### Quoted passage
────────────────
By V Shunmugam
& Ruchi Shukla
The International Energy estimates that India’s energy demand outpaced growth in global demand in 2018 (2.3%); the country’s primary energy demand rose by 4%. While a healthy growth rate is essential, it important that it is sustainable—today’s growth should not be at the cost of tomorrow’s potential. Major economies have been looking at cleaner sources of energy such as natural gas. But growth in India had been primarily led by coal-based power generation and fossil fuel-based mobility solutions. As per Energy Statistics 2018 published by the ministry of statistics and programme implementation, coal accounts for about 70% of total power generation, and natural gas accounts for 9%.
To balance growth in energy demand with sustainability, we need to reduce the environmental cost of energy use. India must enhance the share of natural gas in the energy basket to 15% in the next decade compared with the current 6% (‘Vision 2030-Natural Gas Infrastructure in India’, PNGRB). We are also at an inflection point where our domestic production benchmarked to administered prices witnessed unhealthy exploration interests; at the same time, increasing dependence on gas imports has the potential to add to the overall burden of energy imports, besides putting our economic planning and forex management processes out of gear.
The success of a market place depends on demand and supply parameters. On one hand, there are increasing sources of gas supplies, and on the other hand a strong and expanding consumer base, with competing buying interests from power, fertiliser, city gas distribution (CGD), auto gas and industrial consumers, and it requires that there is transparent price discovery on a trading hub. This will increase trust levels of market participants, besides making way for market-based pricing for infrastructure providers such as transportation and regasification.
Demand and supply dynamics of our natural gas market have set the stage for a structural change in market design. Power, fertiliser and CGD collectively account for 70% of natural gas demand in India. With power sector alone accounting for 28%, the ‘Vision 2030’ report projects that gas-based power generation would contribute 36-47% of the increased demand of natural gas till 2029-30. Reforms in power sector moving electricity prices to market-based efficient pricing will further enhance the demand of natural gas. The revival of urea plants to augment domestic urea supplies will also drive gas demand from the fertiliser sector, and policy push for CGD and priority allocation of domestic gas to PNG and CNG sectors will provide impetus to overall demand.
────────────────
### Data rows

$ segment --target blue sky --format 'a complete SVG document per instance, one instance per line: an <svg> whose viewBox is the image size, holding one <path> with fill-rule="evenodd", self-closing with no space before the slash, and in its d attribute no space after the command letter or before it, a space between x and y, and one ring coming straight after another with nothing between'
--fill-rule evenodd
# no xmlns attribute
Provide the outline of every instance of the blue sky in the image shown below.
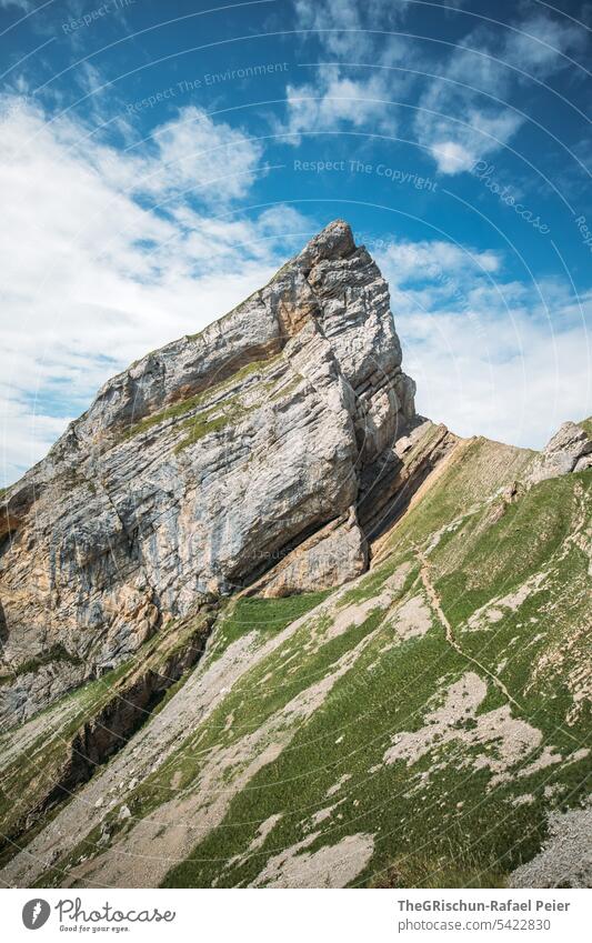
<svg viewBox="0 0 592 943"><path fill-rule="evenodd" d="M592 413L591 27L590 2L0 0L0 485L337 217L423 414L538 448Z"/></svg>

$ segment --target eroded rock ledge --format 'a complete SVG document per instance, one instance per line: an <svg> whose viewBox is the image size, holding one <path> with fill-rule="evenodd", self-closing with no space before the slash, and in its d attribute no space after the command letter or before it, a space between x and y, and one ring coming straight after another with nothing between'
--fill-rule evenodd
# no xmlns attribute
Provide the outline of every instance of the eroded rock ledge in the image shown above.
<svg viewBox="0 0 592 943"><path fill-rule="evenodd" d="M270 570L270 594L360 573L359 501L377 516L385 469L393 499L413 394L387 283L340 220L220 321L106 383L3 495L0 721L118 665L199 593Z"/></svg>

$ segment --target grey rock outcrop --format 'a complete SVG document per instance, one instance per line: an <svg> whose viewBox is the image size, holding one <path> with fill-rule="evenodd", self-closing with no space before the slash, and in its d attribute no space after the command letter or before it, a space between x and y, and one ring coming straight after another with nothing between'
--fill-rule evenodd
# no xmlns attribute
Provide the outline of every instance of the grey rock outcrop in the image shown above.
<svg viewBox="0 0 592 943"><path fill-rule="evenodd" d="M413 394L387 283L342 221L106 383L2 499L0 720L121 663L200 594L361 572L358 508Z"/></svg>
<svg viewBox="0 0 592 943"><path fill-rule="evenodd" d="M533 462L529 483L592 467L592 439L575 422L564 422Z"/></svg>

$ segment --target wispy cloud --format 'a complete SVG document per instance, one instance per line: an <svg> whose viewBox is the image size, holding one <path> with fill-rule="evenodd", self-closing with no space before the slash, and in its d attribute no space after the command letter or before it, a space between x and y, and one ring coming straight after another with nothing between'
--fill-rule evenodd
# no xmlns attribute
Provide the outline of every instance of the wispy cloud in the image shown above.
<svg viewBox="0 0 592 943"><path fill-rule="evenodd" d="M121 151L79 120L14 104L0 116L4 480L109 375L233 307L310 231L290 208L232 214L260 148L198 109Z"/></svg>
<svg viewBox="0 0 592 943"><path fill-rule="evenodd" d="M592 413L592 292L508 278L503 259L443 241L377 252L418 409L462 435L542 447Z"/></svg>
<svg viewBox="0 0 592 943"><path fill-rule="evenodd" d="M529 77L543 81L569 66L583 48L582 30L542 13L514 21L512 29L481 26L445 57L419 100L418 141L442 173L470 170L502 149L524 123L505 104Z"/></svg>

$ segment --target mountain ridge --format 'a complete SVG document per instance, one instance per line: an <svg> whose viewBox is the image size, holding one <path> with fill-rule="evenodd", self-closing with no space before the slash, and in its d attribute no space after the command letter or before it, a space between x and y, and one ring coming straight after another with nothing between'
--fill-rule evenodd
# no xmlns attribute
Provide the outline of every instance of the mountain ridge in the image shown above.
<svg viewBox="0 0 592 943"><path fill-rule="evenodd" d="M585 883L586 421L535 453L418 417L388 288L342 221L227 317L234 373L197 389L192 340L163 349L181 365L147 354L83 414L83 481L69 430L9 490L1 880ZM229 468L240 488L194 496ZM192 534L178 505L220 525Z"/></svg>

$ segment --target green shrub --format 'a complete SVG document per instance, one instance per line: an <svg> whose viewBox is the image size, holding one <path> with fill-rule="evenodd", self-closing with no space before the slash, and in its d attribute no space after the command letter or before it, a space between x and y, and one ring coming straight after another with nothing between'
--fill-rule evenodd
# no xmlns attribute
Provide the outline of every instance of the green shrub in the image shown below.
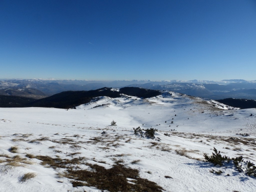
<svg viewBox="0 0 256 192"><path fill-rule="evenodd" d="M214 166L219 165L221 166L223 165L224 162L229 163L232 161L239 172L244 173L249 176L253 176L256 177L256 166L253 163L248 161L244 162L244 159L242 156L230 158L226 156L222 156L221 152L220 151L218 152L218 150L215 147L214 147L213 150L214 153L212 153L211 156L209 157L205 154L204 155L204 159L206 162L214 163ZM244 167L242 167L242 164L244 164Z"/></svg>
<svg viewBox="0 0 256 192"><path fill-rule="evenodd" d="M147 129L145 130L145 136L150 139L154 139L155 138L155 133L158 131L158 130L153 128Z"/></svg>
<svg viewBox="0 0 256 192"><path fill-rule="evenodd" d="M141 137L143 136L143 133L142 130L140 129L140 127L138 126L137 128L133 128L134 135L140 135Z"/></svg>

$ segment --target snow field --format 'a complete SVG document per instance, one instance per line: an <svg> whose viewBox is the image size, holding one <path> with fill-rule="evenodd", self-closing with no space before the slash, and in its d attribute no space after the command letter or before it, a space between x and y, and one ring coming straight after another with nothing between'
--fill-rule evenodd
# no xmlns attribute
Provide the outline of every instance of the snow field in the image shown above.
<svg viewBox="0 0 256 192"><path fill-rule="evenodd" d="M215 147L223 155L243 155L255 163L255 109L224 110L230 108L220 109L221 104L214 107L217 102L209 102L165 92L144 99L102 97L68 111L1 108L0 191L101 191L105 189L74 187L74 179L65 173L71 167L93 171L89 164L110 169L119 162L138 170L140 178L156 183L163 191L254 191L253 177L238 172L231 164L216 167L202 160ZM113 120L117 126L110 125ZM158 129L155 136L159 141L134 135L132 128L139 126ZM244 133L250 136L236 135ZM10 152L13 146L17 146L16 153ZM25 159L18 162L20 166L8 165L17 155ZM41 164L38 159L42 156L81 159L78 164L54 168ZM212 174L212 168L223 173ZM28 173L36 176L22 182ZM133 179L127 179L134 183Z"/></svg>

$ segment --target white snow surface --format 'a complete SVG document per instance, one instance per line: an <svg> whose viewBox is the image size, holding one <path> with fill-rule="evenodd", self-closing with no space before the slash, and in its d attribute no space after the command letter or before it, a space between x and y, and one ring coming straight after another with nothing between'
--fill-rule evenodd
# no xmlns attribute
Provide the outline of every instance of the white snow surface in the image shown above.
<svg viewBox="0 0 256 192"><path fill-rule="evenodd" d="M110 125L113 120L117 126ZM133 127L139 126L157 129L158 140L134 135ZM210 155L215 147L223 155L243 155L245 160L255 163L255 109L239 110L171 92L148 99L124 95L100 97L68 111L0 108L0 191L108 191L93 186L73 187L70 179L58 176L64 169L42 165L26 154L84 157L86 162L105 168L122 160L122 164L139 170L141 178L156 182L163 191L256 191L256 179L239 173L233 165L215 167L202 161L204 154ZM244 133L250 136L237 135ZM101 141L90 142L94 138ZM65 139L75 144L56 142ZM14 146L18 147L16 153L10 151ZM16 155L32 163L7 165L5 156ZM140 161L131 163L137 160ZM212 168L223 173L212 174ZM35 177L22 182L28 173L35 173ZM127 182L133 183L129 178Z"/></svg>

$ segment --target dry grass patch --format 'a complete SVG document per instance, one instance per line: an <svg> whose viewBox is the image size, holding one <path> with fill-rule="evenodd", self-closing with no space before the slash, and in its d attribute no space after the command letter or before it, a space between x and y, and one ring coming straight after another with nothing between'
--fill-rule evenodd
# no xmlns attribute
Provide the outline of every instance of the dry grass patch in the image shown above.
<svg viewBox="0 0 256 192"><path fill-rule="evenodd" d="M9 149L9 151L13 153L17 153L18 150L18 147L17 146L13 146Z"/></svg>
<svg viewBox="0 0 256 192"><path fill-rule="evenodd" d="M87 165L95 171L68 170L66 176L76 180L71 182L74 187L87 185L111 192L160 192L163 189L156 183L140 178L138 170L125 167L119 163L110 169L97 165ZM133 179L134 184L130 183L127 178Z"/></svg>
<svg viewBox="0 0 256 192"><path fill-rule="evenodd" d="M28 141L28 140L25 140L24 138L15 138L15 139L12 139L11 141L12 142L16 142L16 141Z"/></svg>
<svg viewBox="0 0 256 192"><path fill-rule="evenodd" d="M131 162L131 163L133 165L135 164L138 164L139 162L140 162L140 161L141 161L141 160L138 159L137 160L134 160L134 161L132 161Z"/></svg>
<svg viewBox="0 0 256 192"><path fill-rule="evenodd" d="M68 155L67 156L71 156L73 157L73 156L74 156L76 155L78 155L78 154L81 154L81 153L80 153L80 152L73 153L71 153L69 155Z"/></svg>
<svg viewBox="0 0 256 192"><path fill-rule="evenodd" d="M111 192L161 192L163 189L156 183L140 178L138 170L125 167L118 162L111 168L106 169L97 164L84 163L83 158L67 160L42 156L36 157L42 161L41 164L43 165L49 165L54 169L66 168L64 174L58 174L59 177L72 179L74 187L88 186ZM90 170L80 169L77 166L73 168L72 166L79 164L89 166ZM134 184L130 183L127 178L133 179Z"/></svg>
<svg viewBox="0 0 256 192"><path fill-rule="evenodd" d="M34 178L36 176L36 174L35 173L28 173L22 177L20 181L20 182L25 182L29 179Z"/></svg>
<svg viewBox="0 0 256 192"><path fill-rule="evenodd" d="M49 156L37 156L35 158L42 161L42 165L49 165L52 168L66 168L68 165L77 165L81 164L81 161L84 159L84 157L79 157L69 159L61 159L59 158L52 158Z"/></svg>

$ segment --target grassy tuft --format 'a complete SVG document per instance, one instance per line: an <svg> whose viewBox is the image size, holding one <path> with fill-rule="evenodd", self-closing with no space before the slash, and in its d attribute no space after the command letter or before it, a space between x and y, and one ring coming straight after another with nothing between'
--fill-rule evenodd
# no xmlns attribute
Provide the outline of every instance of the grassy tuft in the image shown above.
<svg viewBox="0 0 256 192"><path fill-rule="evenodd" d="M134 161L132 161L131 162L131 163L132 163L132 164L138 164L140 161L141 161L139 159L138 159L137 160L134 160Z"/></svg>
<svg viewBox="0 0 256 192"><path fill-rule="evenodd" d="M9 149L9 151L11 153L17 153L18 147L16 146L13 146Z"/></svg>
<svg viewBox="0 0 256 192"><path fill-rule="evenodd" d="M34 178L36 176L36 174L34 173L28 173L22 176L20 178L20 182L25 182L29 179Z"/></svg>

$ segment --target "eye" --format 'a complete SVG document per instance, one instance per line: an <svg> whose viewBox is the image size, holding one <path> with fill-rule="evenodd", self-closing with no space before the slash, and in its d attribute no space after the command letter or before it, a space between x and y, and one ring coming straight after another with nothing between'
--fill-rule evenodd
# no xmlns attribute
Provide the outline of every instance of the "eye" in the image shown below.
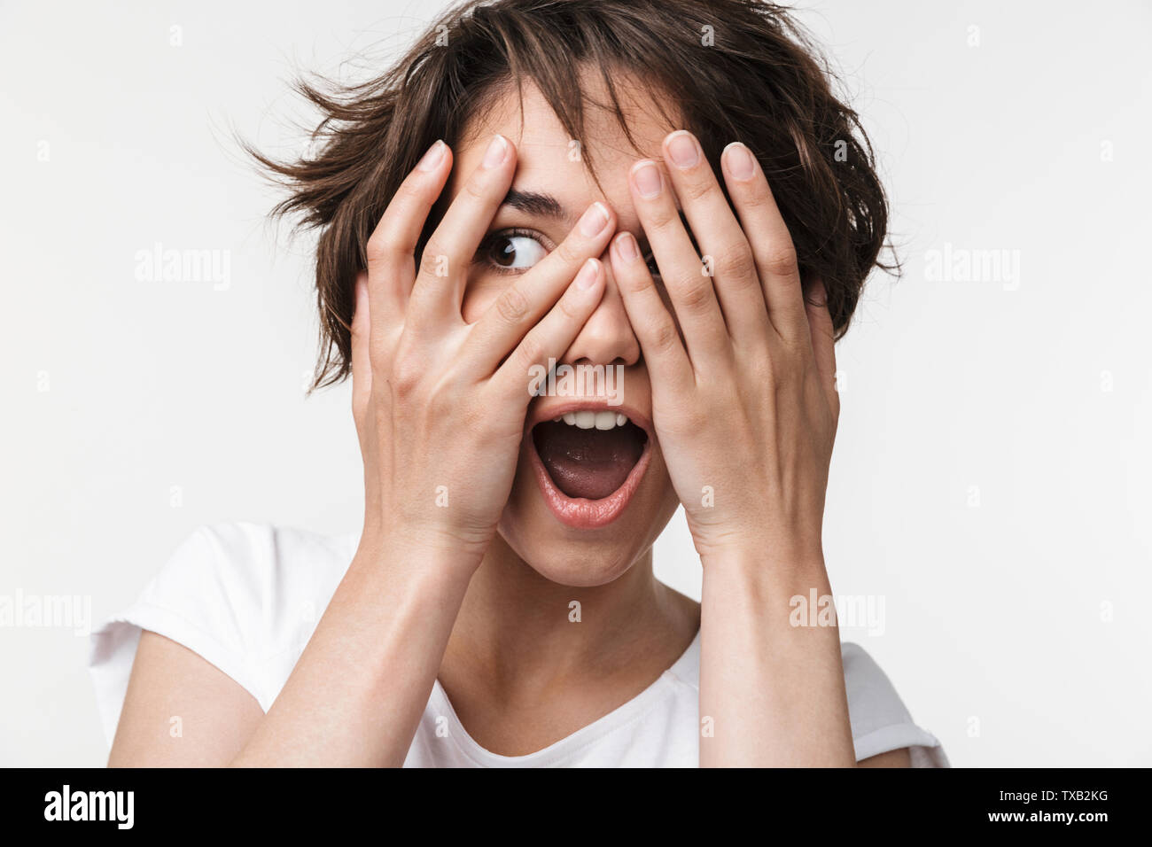
<svg viewBox="0 0 1152 847"><path fill-rule="evenodd" d="M548 255L536 235L522 230L493 233L480 252L482 258L501 271L526 271Z"/></svg>

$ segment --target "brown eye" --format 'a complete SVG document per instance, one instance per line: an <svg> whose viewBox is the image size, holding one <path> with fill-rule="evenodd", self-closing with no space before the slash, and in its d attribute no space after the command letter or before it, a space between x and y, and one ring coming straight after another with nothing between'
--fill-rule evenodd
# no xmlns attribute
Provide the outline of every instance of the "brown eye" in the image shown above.
<svg viewBox="0 0 1152 847"><path fill-rule="evenodd" d="M495 235L488 243L488 260L497 267L528 270L547 256L547 250L528 235Z"/></svg>

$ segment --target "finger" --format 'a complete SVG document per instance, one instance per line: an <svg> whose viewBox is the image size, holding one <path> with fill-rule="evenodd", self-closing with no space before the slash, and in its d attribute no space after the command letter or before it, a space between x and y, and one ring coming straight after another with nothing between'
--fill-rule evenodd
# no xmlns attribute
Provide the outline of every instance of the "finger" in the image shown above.
<svg viewBox="0 0 1152 847"><path fill-rule="evenodd" d="M820 386L828 398L828 404L834 410L840 409L840 393L836 391L836 341L828 312L828 293L824 282L812 280L804 298L808 311L809 334L812 338L812 356L820 375Z"/></svg>
<svg viewBox="0 0 1152 847"><path fill-rule="evenodd" d="M604 296L604 265L588 259L552 310L524 336L493 379L503 396L531 400L533 370L547 372L568 351Z"/></svg>
<svg viewBox="0 0 1152 847"><path fill-rule="evenodd" d="M699 369L730 355L728 327L712 280L704 273L660 167L643 159L632 166L628 182L694 366Z"/></svg>
<svg viewBox="0 0 1152 847"><path fill-rule="evenodd" d="M515 169L516 148L502 135L494 136L424 247L409 301L412 319L463 320L460 304L468 266L508 194Z"/></svg>
<svg viewBox="0 0 1152 847"><path fill-rule="evenodd" d="M612 242L612 278L616 281L624 311L644 351L644 362L653 383L673 391L694 381L692 364L680 340L676 322L665 308L639 245L631 233L621 233Z"/></svg>
<svg viewBox="0 0 1152 847"><path fill-rule="evenodd" d="M484 312L464 353L473 366L492 373L540 317L552 308L590 258L604 252L615 232L615 213L596 202L560 245L520 274Z"/></svg>
<svg viewBox="0 0 1152 847"><path fill-rule="evenodd" d="M699 142L682 129L664 139L664 153L684 217L711 267L729 333L737 341L763 336L770 328L768 312L752 248Z"/></svg>
<svg viewBox="0 0 1152 847"><path fill-rule="evenodd" d="M378 322L403 313L416 279L416 244L450 171L452 150L438 141L404 177L367 240L367 292Z"/></svg>
<svg viewBox="0 0 1152 847"><path fill-rule="evenodd" d="M808 319L796 248L764 171L752 151L740 142L725 148L720 167L740 222L752 245L752 256L764 286L764 300L768 304L768 319L782 338L804 340Z"/></svg>
<svg viewBox="0 0 1152 847"><path fill-rule="evenodd" d="M369 302L369 274L361 271L356 278L356 311L353 313L353 419L359 439L361 456L364 460L364 509L365 515L380 514L380 481L376 448L376 418L371 414L372 402L372 356L370 333L372 327Z"/></svg>

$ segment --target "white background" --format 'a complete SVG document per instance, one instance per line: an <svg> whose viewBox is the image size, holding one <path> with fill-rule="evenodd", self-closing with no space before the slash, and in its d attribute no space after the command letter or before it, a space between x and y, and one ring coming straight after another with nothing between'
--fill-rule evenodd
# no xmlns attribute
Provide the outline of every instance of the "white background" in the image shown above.
<svg viewBox="0 0 1152 847"><path fill-rule="evenodd" d="M295 70L381 68L429 6L0 6L0 596L88 596L99 620L198 524L356 529L347 386L302 392L309 242L264 221L230 131L298 149ZM1152 13L803 20L866 119L905 262L839 348L827 560L835 593L885 600L884 635L846 637L955 765L1152 764ZM137 281L157 242L229 251L230 286ZM946 243L1018 251L1018 285L930 281ZM698 596L679 516L657 558ZM86 651L0 628L0 764L103 764Z"/></svg>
────────────────
### Directives
**A)** In the natural gas article, what share of the energy basket should natural gas reach in the next decade?
**B)** Extract word for word the stretch of the natural gas article from "To balance growth" to "out of gear.".

### Solved problems
**A)** 15%, up from the current 6%.

**B)**
To balance growth in energy demand with sustainability, we need to reduce the environmental cost of energy use. India must enhance the share of natural gas in the energy basket to 15% in the next decade compared with the current 6% (‘Vision 2030-Natural Gas Infrastructure in India’, PNGRB). We are also at an inflection point where our domestic production benchmarked to administered prices witnessed unhealthy exploration interests; at the same time, increasing dependence on gas imports has the potential to add to the overall burden of energy imports, besides putting our economic planning and forex management processes out of gear.